==== Page extract ====

Gaussian process regression with varying output noise#

This notebook shows how to construct a Gaussian process model where different noise is assumed for different data points. The model is:

\begin{align} f(\cdot) &\sim \mathcal{GP}\big(0, k(\cdot, \cdot)\big) \\ y_i | f, x_i &\sim \mathcal N\big(y_i; f(x_i), \sigma^2_i\big) \end{align}

We’ll demonstrate three methods for specifying the data-point specific noise: * First we’ll show how to fit the noise variance to a simple function. * In the second demonstration we’ll assume that the data comes from two different groups and show how to learn separate noise variance for the groups. * Third we’ll assume you have multiple samples at each location \(x\) and show how to use the empirical variance.

[1]:
import os
import warnings

warnings.simplefilter("ignore")
os.environ["TF_CPP_MIN_LOG_LEVEL"] = "3"
[2]:
from typing import Optional, Tuple

import matplotlib.pyplot as plt
import numpy as np
import tensorflow as tf

import gpflow as gf
from gpflow.ci_utils import reduce_in_tests
from gpflow.experimental.check_shapes import inherit_check_shapes
from gpflow.utilities import print_summary

%matplotlib inline

gf.config.set_default_summary_fmt("notebook")

====

# Your task:
Turn the paragraph of the Gaussian process notebook above that begins "We’ll demonstrate three methods" into a brief list that keeps its main facts.

==== Excerpted records ====

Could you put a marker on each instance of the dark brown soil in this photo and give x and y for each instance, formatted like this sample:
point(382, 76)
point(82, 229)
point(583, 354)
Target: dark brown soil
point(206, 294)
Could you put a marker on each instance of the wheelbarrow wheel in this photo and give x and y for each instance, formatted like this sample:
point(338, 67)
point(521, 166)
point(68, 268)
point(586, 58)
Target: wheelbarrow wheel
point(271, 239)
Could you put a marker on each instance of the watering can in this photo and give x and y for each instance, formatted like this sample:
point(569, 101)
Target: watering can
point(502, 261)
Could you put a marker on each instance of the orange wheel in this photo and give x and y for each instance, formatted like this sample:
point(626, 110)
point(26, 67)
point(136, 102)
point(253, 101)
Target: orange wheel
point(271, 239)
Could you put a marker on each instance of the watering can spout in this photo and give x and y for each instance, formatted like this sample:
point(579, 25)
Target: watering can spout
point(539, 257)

====
==== Excerpted records ====

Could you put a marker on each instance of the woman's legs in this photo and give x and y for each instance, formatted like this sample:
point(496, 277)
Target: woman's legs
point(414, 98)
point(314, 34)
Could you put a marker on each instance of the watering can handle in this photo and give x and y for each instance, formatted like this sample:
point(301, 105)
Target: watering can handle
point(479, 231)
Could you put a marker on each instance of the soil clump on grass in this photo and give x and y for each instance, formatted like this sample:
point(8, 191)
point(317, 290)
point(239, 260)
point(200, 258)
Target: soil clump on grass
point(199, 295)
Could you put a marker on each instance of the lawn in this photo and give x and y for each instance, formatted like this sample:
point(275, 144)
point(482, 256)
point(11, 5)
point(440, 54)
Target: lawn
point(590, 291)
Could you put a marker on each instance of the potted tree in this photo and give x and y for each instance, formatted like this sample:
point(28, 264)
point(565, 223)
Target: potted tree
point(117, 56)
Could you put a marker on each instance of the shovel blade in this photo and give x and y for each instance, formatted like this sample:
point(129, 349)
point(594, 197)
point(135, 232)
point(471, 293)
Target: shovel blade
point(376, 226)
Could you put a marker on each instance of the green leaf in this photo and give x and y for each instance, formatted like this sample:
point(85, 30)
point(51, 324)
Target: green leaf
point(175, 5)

====
==== Excerpted records ====

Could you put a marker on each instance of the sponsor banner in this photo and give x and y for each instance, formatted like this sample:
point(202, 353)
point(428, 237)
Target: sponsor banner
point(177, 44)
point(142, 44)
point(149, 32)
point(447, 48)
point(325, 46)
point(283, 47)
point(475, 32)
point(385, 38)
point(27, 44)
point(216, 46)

====

# Written solution:
Three ways to specify data-point-specific noise:
- Fit the noise variance to a simple function.
- Assume the data comes from two groups and learn a separate noise variance for each group.
- Assume multiple samples at each location \(x\) and use the empirical variance.